Referring expression pointing data
-=-=-
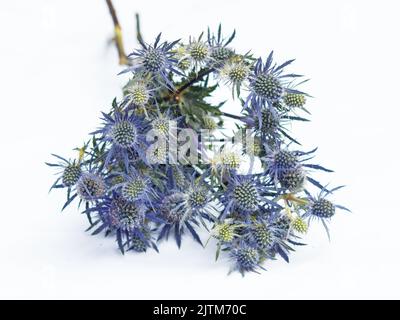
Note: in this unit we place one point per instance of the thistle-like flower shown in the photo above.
(294, 100)
(198, 51)
(321, 208)
(129, 188)
(91, 186)
(157, 60)
(245, 258)
(267, 84)
(125, 132)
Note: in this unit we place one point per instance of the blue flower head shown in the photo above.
(126, 134)
(267, 84)
(157, 60)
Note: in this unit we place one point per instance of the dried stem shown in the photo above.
(138, 32)
(123, 59)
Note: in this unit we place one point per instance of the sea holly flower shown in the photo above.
(179, 217)
(322, 209)
(91, 186)
(235, 72)
(294, 100)
(268, 83)
(245, 258)
(125, 133)
(245, 195)
(69, 174)
(137, 92)
(155, 59)
(198, 52)
(220, 52)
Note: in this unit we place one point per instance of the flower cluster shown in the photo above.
(137, 190)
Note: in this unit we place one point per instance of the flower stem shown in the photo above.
(139, 36)
(225, 114)
(197, 78)
(123, 59)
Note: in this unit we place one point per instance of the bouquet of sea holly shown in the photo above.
(160, 164)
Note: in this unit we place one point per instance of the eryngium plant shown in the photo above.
(134, 196)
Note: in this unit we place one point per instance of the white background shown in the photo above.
(57, 73)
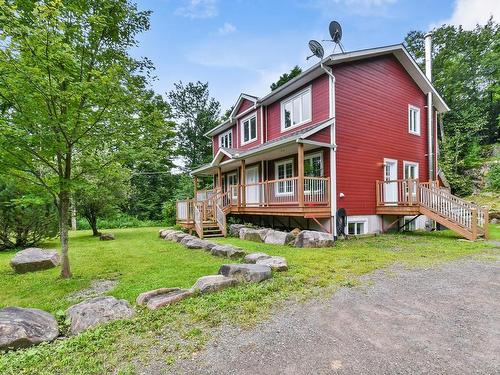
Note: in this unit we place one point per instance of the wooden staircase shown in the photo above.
(462, 217)
(210, 215)
(411, 197)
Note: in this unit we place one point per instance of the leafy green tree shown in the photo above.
(102, 193)
(466, 73)
(196, 113)
(285, 77)
(27, 215)
(69, 90)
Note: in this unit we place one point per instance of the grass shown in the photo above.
(140, 261)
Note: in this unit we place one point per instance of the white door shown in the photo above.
(391, 188)
(252, 192)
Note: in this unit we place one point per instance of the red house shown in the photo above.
(347, 146)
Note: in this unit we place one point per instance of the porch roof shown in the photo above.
(239, 154)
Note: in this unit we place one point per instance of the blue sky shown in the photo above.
(243, 46)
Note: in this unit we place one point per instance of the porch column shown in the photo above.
(195, 182)
(243, 183)
(219, 178)
(300, 168)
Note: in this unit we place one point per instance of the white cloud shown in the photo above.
(468, 13)
(227, 28)
(196, 9)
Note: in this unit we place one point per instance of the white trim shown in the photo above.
(222, 135)
(276, 176)
(418, 119)
(412, 163)
(288, 99)
(242, 131)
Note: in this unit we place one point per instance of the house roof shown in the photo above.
(238, 154)
(398, 50)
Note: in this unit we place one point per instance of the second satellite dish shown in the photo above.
(316, 49)
(335, 32)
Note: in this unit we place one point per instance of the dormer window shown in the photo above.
(226, 139)
(249, 129)
(296, 110)
(413, 120)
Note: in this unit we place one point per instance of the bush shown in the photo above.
(120, 220)
(27, 215)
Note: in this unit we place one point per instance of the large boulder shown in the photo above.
(251, 234)
(253, 273)
(311, 238)
(228, 251)
(107, 237)
(276, 263)
(21, 328)
(179, 236)
(95, 311)
(254, 257)
(234, 229)
(195, 243)
(34, 259)
(278, 238)
(154, 299)
(213, 283)
(165, 232)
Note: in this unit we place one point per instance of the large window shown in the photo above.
(284, 169)
(248, 129)
(296, 110)
(413, 120)
(226, 139)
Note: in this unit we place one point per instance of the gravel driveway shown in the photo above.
(442, 320)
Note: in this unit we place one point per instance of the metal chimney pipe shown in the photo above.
(430, 127)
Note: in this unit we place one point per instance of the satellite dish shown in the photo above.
(316, 49)
(335, 32)
(336, 35)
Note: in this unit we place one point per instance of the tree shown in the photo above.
(466, 73)
(27, 215)
(285, 77)
(196, 113)
(69, 92)
(101, 194)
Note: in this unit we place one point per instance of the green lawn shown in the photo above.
(140, 261)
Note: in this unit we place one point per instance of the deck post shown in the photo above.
(300, 182)
(486, 215)
(195, 182)
(243, 184)
(219, 178)
(474, 223)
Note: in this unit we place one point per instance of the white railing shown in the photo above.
(316, 190)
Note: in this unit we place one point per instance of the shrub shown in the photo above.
(27, 215)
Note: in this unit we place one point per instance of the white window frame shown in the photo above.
(322, 172)
(417, 125)
(226, 134)
(356, 221)
(410, 163)
(290, 99)
(242, 130)
(276, 177)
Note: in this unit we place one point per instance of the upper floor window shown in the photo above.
(226, 139)
(413, 120)
(296, 110)
(249, 129)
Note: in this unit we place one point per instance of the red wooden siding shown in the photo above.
(320, 108)
(372, 98)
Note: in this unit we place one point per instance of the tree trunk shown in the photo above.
(64, 204)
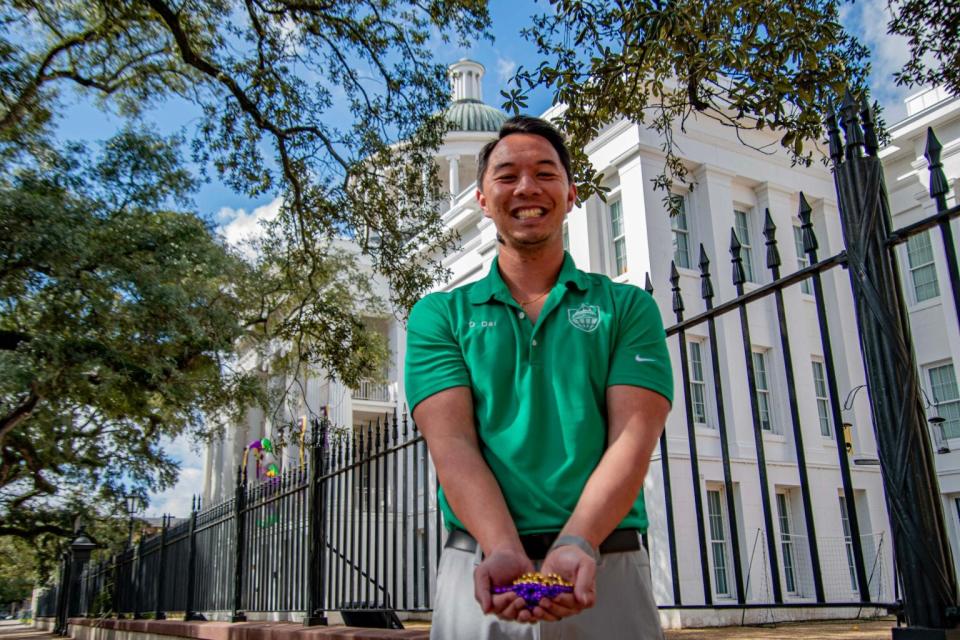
-=-=-
* **YOUR ASSIGNMENT**: The output should consist of every entry above, printed exactly, with the images removed.

* **OUTPUT FOR THIS EXERCISE**:
Note: in this unit we place one point per instance of the thistle-like flower shown in the photo above.
(294, 100)
(198, 51)
(321, 208)
(129, 188)
(91, 186)
(157, 60)
(245, 258)
(267, 84)
(125, 132)
Note: in this unit we place one point per instance of the blue flower head shown in the photo above.
(126, 134)
(267, 84)
(157, 60)
Note: in this unit we place one point per instance of the dried stem shown in the photo above.
(138, 32)
(123, 59)
Note: in this unit we place one point per instance of the sea holly flower shown in the photo above.
(179, 217)
(322, 209)
(91, 186)
(235, 72)
(294, 100)
(268, 83)
(245, 258)
(125, 133)
(245, 195)
(69, 174)
(137, 92)
(155, 59)
(198, 52)
(220, 52)
Note: in this unit we place one point per instance of the flower cluster shown in the photo above.
(137, 190)
Note: in this unit we place one point per instance of the flower stem shown in the photo above.
(139, 36)
(225, 114)
(197, 78)
(123, 59)
Note: in this unit we place one point per instance of the bouquet of sea holly shown in the photo above.
(160, 164)
Note: in this unit we place one point per instance of the eryngium plant shown in the photo above.
(134, 196)
Note: in this unit we place one point per instance of the white background shown in the photo above.
(57, 73)
Note: in this unit we place one point per instance of the wooden staircase shown in the photo above.
(462, 217)
(210, 215)
(411, 197)
Note: in this unit we place one point per instance of the leafy green tree shown in the photo above.
(102, 193)
(466, 73)
(196, 113)
(285, 77)
(27, 215)
(69, 90)
Note: in this unit we place one point per instance of the grass shown in the photo above.
(140, 261)
Note: in this unit we place one point per instance of the white door shown in the photo above.
(391, 188)
(252, 192)
Note: in this unit we place one point per instance of the red house shown in the photo above.
(347, 146)
Note: in this unit we place one point per instance of the porch roof shown in the photo above.
(239, 154)
Note: in this unit we place one point per instance of the blue sky shown in the photo above.
(243, 46)
Note: in this unit we place one point per instance of the porch column shown in the photo above.
(195, 182)
(243, 183)
(219, 178)
(300, 168)
Note: in this unit we place one point per instance of the white cloud shown in the photo above.
(468, 13)
(227, 28)
(196, 9)
Note: in this unit we place one point per instance of the white trim shown in the photo above.
(222, 135)
(276, 176)
(418, 119)
(412, 163)
(288, 99)
(242, 131)
Note: in this unit we place one point per instance of the house roof shown in the photo above.
(238, 154)
(398, 50)
Note: in this unit we place one point per instance of the second satellite dish shown in the photo above.
(316, 49)
(335, 32)
Note: in this unit we place one point per instance of the dormer window shown in the photo above.
(226, 139)
(249, 129)
(296, 110)
(413, 120)
Note: in this unit we place one point per instance of the bush shown in the photo above.
(120, 220)
(27, 215)
Note: in this unit we place one point per instance of the large boulder shown in the photo above.
(251, 234)
(253, 273)
(311, 238)
(228, 251)
(107, 237)
(276, 263)
(21, 328)
(179, 236)
(95, 311)
(254, 257)
(234, 229)
(195, 243)
(34, 259)
(278, 238)
(154, 299)
(213, 283)
(165, 232)
Note: in this unit we place one point per instance of the large window shown in the photo above.
(284, 169)
(248, 129)
(296, 110)
(413, 120)
(226, 139)
Note: in this unit we place one point per instance of the gravel driveway shown in the photo above.
(442, 320)
Note: in this unit we place one point per instance of the metal chimney pipe shown in the photo above.
(430, 127)
Note: in this unit we place one point per instance of the satellite dish shown in the photo above.
(316, 49)
(335, 32)
(336, 35)
Note: in this unit we place one point per instance of the tree shown in the photo above.
(466, 73)
(27, 215)
(285, 77)
(196, 113)
(69, 92)
(101, 194)
Note: in this unit we place one point per instance of the green lawn shown in the photo above.
(140, 261)
Note: in this unit we place one point per instance of the deck post shown in the photo above.
(300, 182)
(486, 215)
(195, 182)
(243, 184)
(219, 178)
(474, 223)
Note: in this unit we place one point per instance of the white railing shown in the photo above.
(316, 190)
Note: in this unit we place one point per instance of the shrub shown in the photo above.
(27, 215)
Note: in this unit we place one point per instance of the white window frame shown in the photo above.
(322, 172)
(417, 125)
(226, 134)
(356, 221)
(410, 163)
(290, 99)
(242, 130)
(276, 177)
Note: in this unit we place one point per instance of the upper floor window shown in the photo above.
(226, 139)
(413, 120)
(296, 110)
(249, 129)
Note: in this unit we place one point per instance of the red wooden siding shown in the photo above.
(320, 108)
(372, 98)
Note: in this unit we place one point per instance of the tree trunk shown in the photo above.
(64, 204)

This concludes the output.